Exercise directions:
Copy exactly, and only, the lines from the line containing "Find every instance of the window" through the last line of the records below, both included, and leave out any pictures.

[Dataset records about object locations]
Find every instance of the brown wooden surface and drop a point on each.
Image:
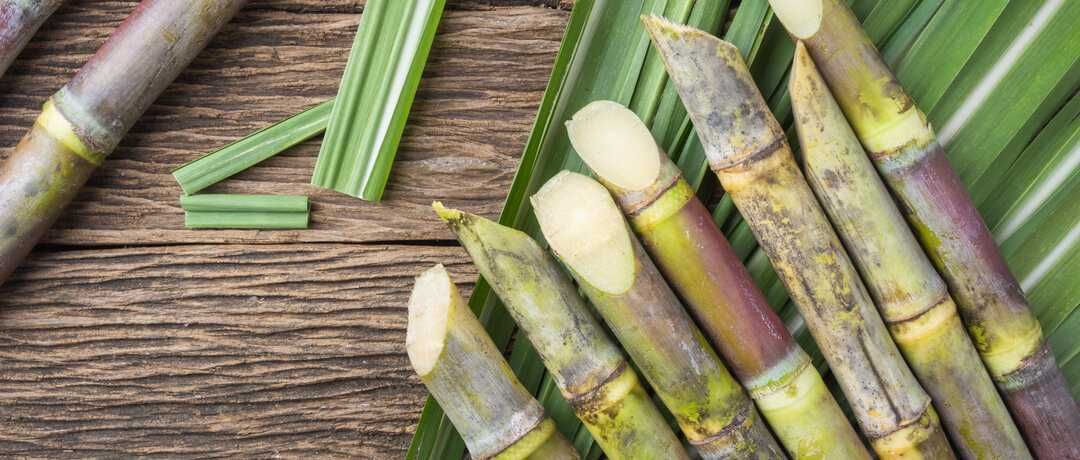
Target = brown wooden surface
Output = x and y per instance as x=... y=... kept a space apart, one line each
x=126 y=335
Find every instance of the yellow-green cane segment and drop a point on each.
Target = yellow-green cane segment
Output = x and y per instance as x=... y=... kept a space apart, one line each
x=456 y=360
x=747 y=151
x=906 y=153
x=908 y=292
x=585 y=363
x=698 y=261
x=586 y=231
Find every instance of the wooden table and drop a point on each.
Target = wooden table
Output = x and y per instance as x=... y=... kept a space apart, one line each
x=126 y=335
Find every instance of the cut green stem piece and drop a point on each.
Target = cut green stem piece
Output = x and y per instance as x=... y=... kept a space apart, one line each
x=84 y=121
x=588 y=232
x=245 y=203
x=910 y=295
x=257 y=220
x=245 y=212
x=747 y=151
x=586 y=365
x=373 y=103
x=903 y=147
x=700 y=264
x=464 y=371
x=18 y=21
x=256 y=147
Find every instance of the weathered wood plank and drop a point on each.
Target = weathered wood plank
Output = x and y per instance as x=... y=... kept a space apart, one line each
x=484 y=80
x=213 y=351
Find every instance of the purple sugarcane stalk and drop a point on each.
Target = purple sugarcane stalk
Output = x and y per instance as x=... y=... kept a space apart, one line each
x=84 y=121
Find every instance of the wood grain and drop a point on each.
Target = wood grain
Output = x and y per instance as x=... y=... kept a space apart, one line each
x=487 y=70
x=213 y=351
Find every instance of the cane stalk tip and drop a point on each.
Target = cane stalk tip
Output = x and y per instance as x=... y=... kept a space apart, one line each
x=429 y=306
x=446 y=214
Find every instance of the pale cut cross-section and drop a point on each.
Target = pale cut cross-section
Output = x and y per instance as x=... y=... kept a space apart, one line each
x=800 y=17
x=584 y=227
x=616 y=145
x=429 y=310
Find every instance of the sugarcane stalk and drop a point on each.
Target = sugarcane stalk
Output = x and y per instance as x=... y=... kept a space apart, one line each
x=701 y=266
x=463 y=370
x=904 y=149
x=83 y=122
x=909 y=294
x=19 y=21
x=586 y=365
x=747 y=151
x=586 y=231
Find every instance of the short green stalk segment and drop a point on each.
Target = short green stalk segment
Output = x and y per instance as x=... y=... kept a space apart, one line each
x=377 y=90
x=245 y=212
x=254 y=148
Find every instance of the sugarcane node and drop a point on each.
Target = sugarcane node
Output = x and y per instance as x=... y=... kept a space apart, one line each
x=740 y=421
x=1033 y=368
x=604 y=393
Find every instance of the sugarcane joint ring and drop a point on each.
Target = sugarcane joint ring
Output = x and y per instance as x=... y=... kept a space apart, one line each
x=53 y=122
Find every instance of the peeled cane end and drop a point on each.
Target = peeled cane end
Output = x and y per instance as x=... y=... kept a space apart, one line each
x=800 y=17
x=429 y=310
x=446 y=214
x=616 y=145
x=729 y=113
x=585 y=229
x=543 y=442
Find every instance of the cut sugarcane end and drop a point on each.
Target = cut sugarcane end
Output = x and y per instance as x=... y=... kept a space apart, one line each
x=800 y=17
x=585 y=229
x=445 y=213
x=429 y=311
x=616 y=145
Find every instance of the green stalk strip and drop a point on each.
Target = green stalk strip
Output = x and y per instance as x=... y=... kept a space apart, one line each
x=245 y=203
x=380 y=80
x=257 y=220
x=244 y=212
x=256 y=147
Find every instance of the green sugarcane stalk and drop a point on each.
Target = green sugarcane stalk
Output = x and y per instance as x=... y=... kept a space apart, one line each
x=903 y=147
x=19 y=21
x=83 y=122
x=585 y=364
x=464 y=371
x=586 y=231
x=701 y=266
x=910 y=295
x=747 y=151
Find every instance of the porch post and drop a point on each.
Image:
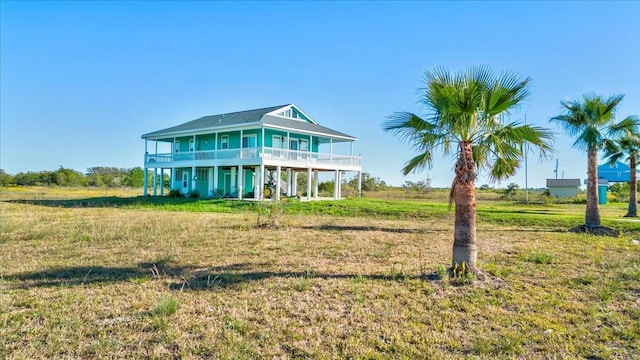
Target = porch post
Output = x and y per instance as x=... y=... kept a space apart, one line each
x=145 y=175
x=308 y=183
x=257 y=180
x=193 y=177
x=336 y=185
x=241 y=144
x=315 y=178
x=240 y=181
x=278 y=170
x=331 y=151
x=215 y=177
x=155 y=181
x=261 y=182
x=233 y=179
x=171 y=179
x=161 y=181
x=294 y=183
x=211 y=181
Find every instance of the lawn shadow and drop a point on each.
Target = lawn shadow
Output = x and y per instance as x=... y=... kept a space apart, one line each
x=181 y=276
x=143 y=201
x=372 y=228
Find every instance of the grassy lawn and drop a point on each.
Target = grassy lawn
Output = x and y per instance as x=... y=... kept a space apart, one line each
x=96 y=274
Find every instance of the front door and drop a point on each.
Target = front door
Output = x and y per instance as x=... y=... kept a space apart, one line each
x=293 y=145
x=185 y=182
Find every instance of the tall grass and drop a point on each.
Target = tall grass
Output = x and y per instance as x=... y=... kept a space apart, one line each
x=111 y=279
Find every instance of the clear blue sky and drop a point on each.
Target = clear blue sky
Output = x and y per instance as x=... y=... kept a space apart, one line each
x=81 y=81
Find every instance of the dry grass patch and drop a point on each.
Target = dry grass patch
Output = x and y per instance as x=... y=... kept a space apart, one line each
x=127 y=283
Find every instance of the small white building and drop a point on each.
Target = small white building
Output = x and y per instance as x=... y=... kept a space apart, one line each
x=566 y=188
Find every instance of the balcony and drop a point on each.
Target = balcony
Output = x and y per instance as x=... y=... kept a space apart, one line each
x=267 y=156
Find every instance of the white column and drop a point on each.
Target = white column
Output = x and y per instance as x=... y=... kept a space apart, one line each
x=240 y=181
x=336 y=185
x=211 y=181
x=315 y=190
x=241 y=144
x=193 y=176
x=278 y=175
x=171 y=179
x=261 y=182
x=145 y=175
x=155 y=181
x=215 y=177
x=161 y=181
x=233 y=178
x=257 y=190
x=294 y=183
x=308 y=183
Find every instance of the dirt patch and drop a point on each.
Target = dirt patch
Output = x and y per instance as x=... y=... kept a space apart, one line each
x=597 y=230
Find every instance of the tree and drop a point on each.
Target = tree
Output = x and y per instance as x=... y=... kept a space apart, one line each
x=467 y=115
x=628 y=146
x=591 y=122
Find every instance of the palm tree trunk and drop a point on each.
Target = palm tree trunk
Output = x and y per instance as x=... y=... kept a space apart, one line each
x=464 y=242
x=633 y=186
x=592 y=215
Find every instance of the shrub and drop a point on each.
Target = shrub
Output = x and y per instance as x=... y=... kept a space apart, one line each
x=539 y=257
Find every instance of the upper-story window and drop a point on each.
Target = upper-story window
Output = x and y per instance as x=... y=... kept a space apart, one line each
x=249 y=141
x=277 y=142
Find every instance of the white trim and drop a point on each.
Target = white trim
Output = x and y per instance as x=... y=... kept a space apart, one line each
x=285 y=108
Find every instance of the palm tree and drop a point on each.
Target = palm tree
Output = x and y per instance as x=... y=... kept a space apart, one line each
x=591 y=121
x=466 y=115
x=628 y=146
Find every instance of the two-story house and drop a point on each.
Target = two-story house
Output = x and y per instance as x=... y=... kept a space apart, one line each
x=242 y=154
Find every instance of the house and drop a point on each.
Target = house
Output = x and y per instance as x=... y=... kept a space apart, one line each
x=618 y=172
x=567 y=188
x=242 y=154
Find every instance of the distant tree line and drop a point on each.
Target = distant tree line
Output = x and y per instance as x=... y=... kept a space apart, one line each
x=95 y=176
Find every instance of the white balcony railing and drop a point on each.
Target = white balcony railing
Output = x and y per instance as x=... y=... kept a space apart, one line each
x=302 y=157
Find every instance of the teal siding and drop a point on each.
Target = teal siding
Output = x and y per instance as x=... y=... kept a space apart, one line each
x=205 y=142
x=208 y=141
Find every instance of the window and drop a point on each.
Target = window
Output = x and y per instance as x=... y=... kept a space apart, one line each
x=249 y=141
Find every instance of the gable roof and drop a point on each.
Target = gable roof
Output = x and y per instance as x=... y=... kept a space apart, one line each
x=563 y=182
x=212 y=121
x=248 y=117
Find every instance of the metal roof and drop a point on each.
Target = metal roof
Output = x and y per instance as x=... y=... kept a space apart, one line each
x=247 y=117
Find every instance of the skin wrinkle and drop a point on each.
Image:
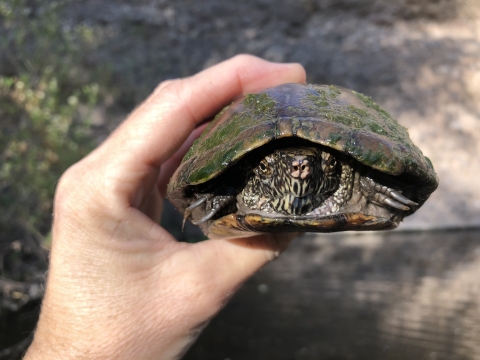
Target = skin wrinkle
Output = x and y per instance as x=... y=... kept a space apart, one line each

Response to the exercise:
Find every instance of the window and drop a point on each.
Target = window
Output = x and y per instance as x=... y=... kept a space apart, one line each
x=249 y=141
Find every instance of the gable roof and drop a point on each.
Target = gable roof
Output = x and y per instance as x=... y=... kept a space apart, one line each
x=563 y=182
x=212 y=121
x=248 y=117
Find every instance of the metal roof and drop a point on each.
Target = metal roof
Output = x and y per instance as x=... y=... kept a space apart, one line each
x=247 y=117
Find every instance of the skin wrinkle and drop a point on each.
Image:
Target = skin wrinkle
Output = x and y per instance as x=... y=... kept a space apart, one line each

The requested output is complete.